### Task brief
Rewrite the material below with each "drop a marker on" changed to "place a pin on", keeping every other word and line the same.

▶

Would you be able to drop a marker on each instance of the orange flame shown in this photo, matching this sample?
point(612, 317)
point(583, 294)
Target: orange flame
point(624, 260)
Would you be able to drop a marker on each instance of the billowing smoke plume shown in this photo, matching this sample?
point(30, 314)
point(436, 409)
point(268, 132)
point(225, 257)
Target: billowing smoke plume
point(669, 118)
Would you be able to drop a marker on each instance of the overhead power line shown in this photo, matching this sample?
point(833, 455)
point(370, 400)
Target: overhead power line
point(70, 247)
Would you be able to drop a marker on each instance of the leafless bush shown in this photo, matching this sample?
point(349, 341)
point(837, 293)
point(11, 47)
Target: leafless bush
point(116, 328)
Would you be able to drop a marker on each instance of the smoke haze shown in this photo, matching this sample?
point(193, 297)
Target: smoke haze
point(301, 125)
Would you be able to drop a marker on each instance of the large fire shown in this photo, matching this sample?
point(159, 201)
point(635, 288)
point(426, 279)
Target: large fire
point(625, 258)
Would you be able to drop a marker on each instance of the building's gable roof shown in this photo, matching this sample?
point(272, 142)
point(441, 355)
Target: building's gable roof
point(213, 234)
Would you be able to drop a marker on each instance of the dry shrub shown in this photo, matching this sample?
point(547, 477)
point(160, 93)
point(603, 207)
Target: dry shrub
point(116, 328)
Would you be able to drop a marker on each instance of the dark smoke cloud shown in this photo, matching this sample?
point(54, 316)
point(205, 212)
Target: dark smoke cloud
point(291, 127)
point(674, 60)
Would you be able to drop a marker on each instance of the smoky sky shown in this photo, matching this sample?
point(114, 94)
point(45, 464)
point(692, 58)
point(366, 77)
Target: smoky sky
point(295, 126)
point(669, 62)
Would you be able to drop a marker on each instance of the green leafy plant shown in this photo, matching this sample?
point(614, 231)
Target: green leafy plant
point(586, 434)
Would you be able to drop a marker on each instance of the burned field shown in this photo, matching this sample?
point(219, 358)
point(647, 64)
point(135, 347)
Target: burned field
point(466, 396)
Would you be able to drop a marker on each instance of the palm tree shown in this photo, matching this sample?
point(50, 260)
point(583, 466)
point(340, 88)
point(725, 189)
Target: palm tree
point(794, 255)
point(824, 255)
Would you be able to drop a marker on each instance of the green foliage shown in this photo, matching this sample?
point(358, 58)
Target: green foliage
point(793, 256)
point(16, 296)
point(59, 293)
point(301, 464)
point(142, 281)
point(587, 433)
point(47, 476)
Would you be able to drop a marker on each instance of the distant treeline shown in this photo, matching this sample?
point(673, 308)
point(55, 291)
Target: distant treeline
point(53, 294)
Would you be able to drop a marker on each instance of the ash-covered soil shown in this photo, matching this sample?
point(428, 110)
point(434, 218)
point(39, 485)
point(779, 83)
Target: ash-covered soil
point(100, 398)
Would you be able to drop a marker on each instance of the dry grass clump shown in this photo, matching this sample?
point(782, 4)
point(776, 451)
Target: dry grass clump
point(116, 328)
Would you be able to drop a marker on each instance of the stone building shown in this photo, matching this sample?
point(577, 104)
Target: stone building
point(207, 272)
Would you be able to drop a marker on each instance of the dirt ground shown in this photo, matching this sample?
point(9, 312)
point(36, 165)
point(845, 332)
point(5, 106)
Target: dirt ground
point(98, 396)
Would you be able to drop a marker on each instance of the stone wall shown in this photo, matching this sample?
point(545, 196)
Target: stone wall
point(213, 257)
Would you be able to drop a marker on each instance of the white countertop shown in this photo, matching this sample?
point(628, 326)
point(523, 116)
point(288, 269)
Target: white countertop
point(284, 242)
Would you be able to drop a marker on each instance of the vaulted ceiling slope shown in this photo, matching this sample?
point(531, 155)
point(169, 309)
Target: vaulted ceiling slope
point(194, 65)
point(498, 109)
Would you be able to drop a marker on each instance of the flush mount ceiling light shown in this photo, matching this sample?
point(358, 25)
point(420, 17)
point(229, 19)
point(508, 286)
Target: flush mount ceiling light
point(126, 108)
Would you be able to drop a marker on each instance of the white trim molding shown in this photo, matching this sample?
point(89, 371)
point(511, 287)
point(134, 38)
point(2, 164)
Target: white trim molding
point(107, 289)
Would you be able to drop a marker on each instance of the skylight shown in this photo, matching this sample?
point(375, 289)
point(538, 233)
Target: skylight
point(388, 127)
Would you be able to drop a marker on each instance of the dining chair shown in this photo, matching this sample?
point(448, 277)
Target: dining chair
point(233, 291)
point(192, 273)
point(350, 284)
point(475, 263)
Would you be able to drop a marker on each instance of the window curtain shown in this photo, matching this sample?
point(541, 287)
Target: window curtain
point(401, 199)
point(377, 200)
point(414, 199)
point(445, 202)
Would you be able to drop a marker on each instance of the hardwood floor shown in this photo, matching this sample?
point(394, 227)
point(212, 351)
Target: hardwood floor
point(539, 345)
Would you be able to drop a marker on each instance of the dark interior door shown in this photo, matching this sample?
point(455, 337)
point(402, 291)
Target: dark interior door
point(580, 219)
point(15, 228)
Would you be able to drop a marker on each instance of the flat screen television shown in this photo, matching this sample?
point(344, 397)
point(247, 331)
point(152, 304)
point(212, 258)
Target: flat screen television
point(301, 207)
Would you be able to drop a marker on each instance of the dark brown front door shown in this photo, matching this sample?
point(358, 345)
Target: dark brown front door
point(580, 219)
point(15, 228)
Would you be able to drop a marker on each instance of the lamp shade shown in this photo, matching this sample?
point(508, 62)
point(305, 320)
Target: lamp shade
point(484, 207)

◀

### Result of the task
Would you be able to place a pin on each instance of the orange flame shown in this photo, matching this sample?
point(612, 317)
point(583, 294)
Target: orange flame
point(624, 260)
Would you be able to place a pin on each instance of the billowing smoke plume shown in this photo, matching this sample?
point(30, 314)
point(436, 409)
point(268, 132)
point(225, 257)
Target: billowing smoke plume
point(669, 118)
Would you be able to place a pin on each instance of the overhead power line shown in this photo, matching this sample?
point(833, 455)
point(370, 400)
Target: overhead power line
point(70, 247)
Would you be able to place a pin on each instance of the leafless bush shown in this photo, matching this sample?
point(349, 341)
point(837, 293)
point(11, 47)
Target: leafless bush
point(116, 328)
Would you be able to place a pin on each instance of the smoke haze shown in this photo, matching this sample?
point(193, 297)
Target: smoke haze
point(301, 125)
Would you be able to place a pin on each instance of the large fire shown in this photo, matching this sample?
point(159, 201)
point(635, 288)
point(426, 279)
Target: large fire
point(625, 258)
Would you be able to place a pin on each instance of the building's gable roof shown in this photo, matching this sample?
point(272, 142)
point(441, 355)
Target: building's gable roof
point(213, 234)
Would you be able to place a pin on each instance of the dry shrub shown in this photo, matching this sample?
point(547, 477)
point(160, 93)
point(603, 207)
Target: dry shrub
point(116, 328)
Would you be able to place a pin on each instance of the dark smoke cloud shown in this photo, matching this sample?
point(54, 316)
point(205, 212)
Target: dark smoke cloud
point(291, 127)
point(674, 60)
Would you be able to place a pin on each instance of the smoky sky shown in this photo, matching this sample?
point(114, 94)
point(45, 464)
point(692, 58)
point(366, 77)
Target: smoky sky
point(295, 126)
point(669, 62)
Would you be able to place a pin on each instance of the green leafy plant shown in this photo, matching this sample?
point(614, 231)
Target: green leafy plant
point(586, 434)
Would you be able to place a pin on each instance of the burned field shown in this photo, matching this sample?
point(219, 358)
point(647, 64)
point(135, 347)
Target: burned field
point(466, 396)
Would you be able to place a pin on each instance of the palm tree shown in this photo, matching this sample?
point(50, 260)
point(583, 466)
point(340, 88)
point(725, 189)
Target: palm tree
point(794, 255)
point(824, 255)
Would you be able to place a pin on each instance of the green foliage shown in this photo, matching this sample?
point(358, 58)
Target: green foliage
point(793, 256)
point(16, 296)
point(59, 293)
point(301, 464)
point(142, 281)
point(587, 433)
point(47, 476)
Would you be able to place a pin on each instance of the distant treeline shown in this photo, matching this sample?
point(673, 308)
point(55, 291)
Target: distant treeline
point(53, 294)
Would you be able to place a pin on each instance of the ash-covered soil shown in this photo, matching this sample?
point(428, 110)
point(434, 218)
point(39, 485)
point(779, 83)
Target: ash-covered soil
point(100, 398)
Would you be able to place a pin on each instance of the dry grass clump shown in this photo, matching this sample?
point(782, 4)
point(776, 451)
Target: dry grass clump
point(116, 328)
Would you be able to place a pin on each instance of the stone building shown in this photo, matching this sample?
point(577, 104)
Target: stone building
point(207, 272)
Would you be able to place a pin on each instance of the dirt ground shown in this photo, matching this sample?
point(9, 312)
point(36, 165)
point(845, 332)
point(5, 106)
Target: dirt ground
point(98, 396)
Would you be able to place a pin on each instance of the stone wall shown in this photo, matching this sample?
point(545, 196)
Target: stone wall
point(213, 257)
Would you be able to place a pin on each instance of the white countertop shown in this photo, matching this sample?
point(628, 326)
point(523, 116)
point(288, 269)
Target: white countertop
point(284, 242)
Would you be able to place a pin on each instance of the vaulted ceiling slope shown in this photo, matching this sample?
point(531, 155)
point(169, 309)
Target: vaulted ceiling slope
point(194, 65)
point(498, 109)
Would you be able to place a pin on each instance of the flush mount ceiling light shown in this photo, matching this sample?
point(358, 25)
point(420, 17)
point(229, 19)
point(508, 286)
Target: flush mount ceiling light
point(126, 108)
Would you be able to place a pin on each instance of the white trim molding shown in this photo, matching this sample?
point(89, 371)
point(511, 287)
point(134, 38)
point(2, 164)
Target: white trim molding
point(107, 289)
Would you be able to place a pin on each instance of the skylight shown in this photo, matching this sample?
point(375, 289)
point(538, 233)
Target: skylight
point(388, 127)
Would you be able to place a pin on each instance of the dining chair shown in this photo, matching this sample?
point(448, 277)
Target: dining chair
point(233, 291)
point(192, 273)
point(350, 284)
point(475, 263)
Would you be able to place a pin on each instance of the window curtain shown in this photo, matching this sample?
point(541, 287)
Target: window curtain
point(401, 199)
point(377, 200)
point(414, 199)
point(445, 202)
Would you be able to place a pin on each instance of the hardwood floor shown in this photo, matching this sample?
point(394, 227)
point(212, 351)
Target: hardwood floor
point(539, 345)
Would you be able to place a pin on each instance of the dark interior door shown in this photo, matching this sample?
point(455, 337)
point(402, 291)
Target: dark interior door
point(580, 219)
point(15, 228)
Would you be able to place a pin on each instance of the flat screen television shown in this photo, matching this sample?
point(344, 397)
point(247, 331)
point(152, 304)
point(212, 258)
Target: flat screen television
point(301, 207)
Would you be able to place a pin on each instance of the dark brown front door shown in this photo, matching this sample?
point(358, 345)
Target: dark brown front door
point(580, 219)
point(15, 228)
Would you be able to place a pin on each instance of the lamp shade shown in this photo, matching this sample?
point(508, 62)
point(305, 320)
Target: lamp shade
point(484, 207)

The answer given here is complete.